EXTRACTED ENTRIES:

=-=-=-=-=

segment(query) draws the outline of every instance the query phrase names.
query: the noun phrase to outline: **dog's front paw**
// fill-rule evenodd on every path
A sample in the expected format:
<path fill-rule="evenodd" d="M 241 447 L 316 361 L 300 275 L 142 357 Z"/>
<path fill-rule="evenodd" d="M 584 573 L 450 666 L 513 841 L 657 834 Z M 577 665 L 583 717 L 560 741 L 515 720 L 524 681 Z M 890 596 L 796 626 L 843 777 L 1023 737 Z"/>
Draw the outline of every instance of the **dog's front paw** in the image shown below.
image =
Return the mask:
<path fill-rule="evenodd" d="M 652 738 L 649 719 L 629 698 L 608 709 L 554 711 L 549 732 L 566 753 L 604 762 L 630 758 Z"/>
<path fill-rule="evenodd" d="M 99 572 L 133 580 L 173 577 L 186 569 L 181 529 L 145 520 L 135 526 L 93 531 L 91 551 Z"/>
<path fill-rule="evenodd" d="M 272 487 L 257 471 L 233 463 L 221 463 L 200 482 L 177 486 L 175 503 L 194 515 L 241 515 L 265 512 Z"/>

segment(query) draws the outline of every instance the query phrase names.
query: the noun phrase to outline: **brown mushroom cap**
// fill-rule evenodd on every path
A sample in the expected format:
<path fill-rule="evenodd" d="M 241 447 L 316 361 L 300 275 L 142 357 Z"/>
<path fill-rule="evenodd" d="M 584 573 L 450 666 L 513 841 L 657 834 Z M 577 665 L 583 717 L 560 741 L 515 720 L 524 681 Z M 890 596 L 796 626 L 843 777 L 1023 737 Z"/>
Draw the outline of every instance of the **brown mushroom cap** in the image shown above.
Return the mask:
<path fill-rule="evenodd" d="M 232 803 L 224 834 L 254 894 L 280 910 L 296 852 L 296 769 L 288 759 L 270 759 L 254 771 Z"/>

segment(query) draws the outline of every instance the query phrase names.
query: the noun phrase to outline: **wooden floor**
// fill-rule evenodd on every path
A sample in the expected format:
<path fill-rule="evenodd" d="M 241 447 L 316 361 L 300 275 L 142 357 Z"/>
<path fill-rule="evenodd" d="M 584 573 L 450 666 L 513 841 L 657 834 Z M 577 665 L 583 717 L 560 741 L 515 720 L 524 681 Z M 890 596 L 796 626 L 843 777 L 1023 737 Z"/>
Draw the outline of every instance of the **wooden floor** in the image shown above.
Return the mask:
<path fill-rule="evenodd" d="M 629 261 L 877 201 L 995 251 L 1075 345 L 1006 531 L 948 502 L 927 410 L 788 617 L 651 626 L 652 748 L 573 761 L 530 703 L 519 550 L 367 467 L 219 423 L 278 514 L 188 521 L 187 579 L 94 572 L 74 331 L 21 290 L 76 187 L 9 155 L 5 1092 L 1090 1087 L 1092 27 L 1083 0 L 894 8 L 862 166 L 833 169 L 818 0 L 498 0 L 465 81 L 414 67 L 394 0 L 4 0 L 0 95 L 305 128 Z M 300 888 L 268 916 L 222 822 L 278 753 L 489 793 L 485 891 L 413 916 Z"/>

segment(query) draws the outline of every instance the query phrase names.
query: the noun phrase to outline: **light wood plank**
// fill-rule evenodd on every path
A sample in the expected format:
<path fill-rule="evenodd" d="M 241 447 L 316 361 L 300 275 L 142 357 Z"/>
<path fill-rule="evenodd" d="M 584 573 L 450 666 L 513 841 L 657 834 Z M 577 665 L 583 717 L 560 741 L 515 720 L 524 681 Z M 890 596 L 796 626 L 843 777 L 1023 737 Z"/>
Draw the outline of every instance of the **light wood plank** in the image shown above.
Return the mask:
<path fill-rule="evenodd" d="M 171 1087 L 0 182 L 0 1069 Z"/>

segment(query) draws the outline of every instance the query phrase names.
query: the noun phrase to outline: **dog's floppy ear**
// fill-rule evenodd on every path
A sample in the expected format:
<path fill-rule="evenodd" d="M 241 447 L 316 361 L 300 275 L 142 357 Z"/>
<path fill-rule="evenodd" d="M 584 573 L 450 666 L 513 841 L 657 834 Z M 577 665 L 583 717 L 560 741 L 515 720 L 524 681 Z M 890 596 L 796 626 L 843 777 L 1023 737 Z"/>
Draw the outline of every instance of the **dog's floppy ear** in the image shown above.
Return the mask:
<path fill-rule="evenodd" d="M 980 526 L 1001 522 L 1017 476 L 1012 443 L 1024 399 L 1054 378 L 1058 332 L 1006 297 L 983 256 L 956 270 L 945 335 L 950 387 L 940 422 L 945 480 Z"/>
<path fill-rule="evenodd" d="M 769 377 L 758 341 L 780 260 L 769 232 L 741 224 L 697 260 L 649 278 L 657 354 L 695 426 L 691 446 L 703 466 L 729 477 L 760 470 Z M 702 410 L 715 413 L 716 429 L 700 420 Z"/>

=-=-=-=-=

PROBLEM REQUIREMENTS: Reproduce the listing word for word, from its first line through the line containing "272 487 L 257", with both ends included.

TASK RESULT:
segment(query) draws the outline of every instance the query phrase names.
query: the noun phrase to outline: **dog's front paw**
// fill-rule evenodd on every path
A sample in the expected format:
<path fill-rule="evenodd" d="M 241 447 L 316 361 L 300 275 L 142 357 Z"/>
<path fill-rule="evenodd" d="M 584 573 L 450 666 L 513 841 L 657 834 Z M 577 665 L 583 717 L 560 741 L 515 720 L 524 681 Z M 890 596 L 796 626 L 843 777 L 1023 737 Z"/>
Draw the outline of every instance of the **dog's front paw** in the image shown below.
image =
Return the mask:
<path fill-rule="evenodd" d="M 652 738 L 649 719 L 629 698 L 608 709 L 554 711 L 549 732 L 566 753 L 604 762 L 630 758 Z"/>
<path fill-rule="evenodd" d="M 99 572 L 133 580 L 173 577 L 186 569 L 181 529 L 145 520 L 135 526 L 93 531 L 91 551 Z"/>
<path fill-rule="evenodd" d="M 272 487 L 257 471 L 233 463 L 221 463 L 200 482 L 177 486 L 175 503 L 194 515 L 241 515 L 265 512 Z"/>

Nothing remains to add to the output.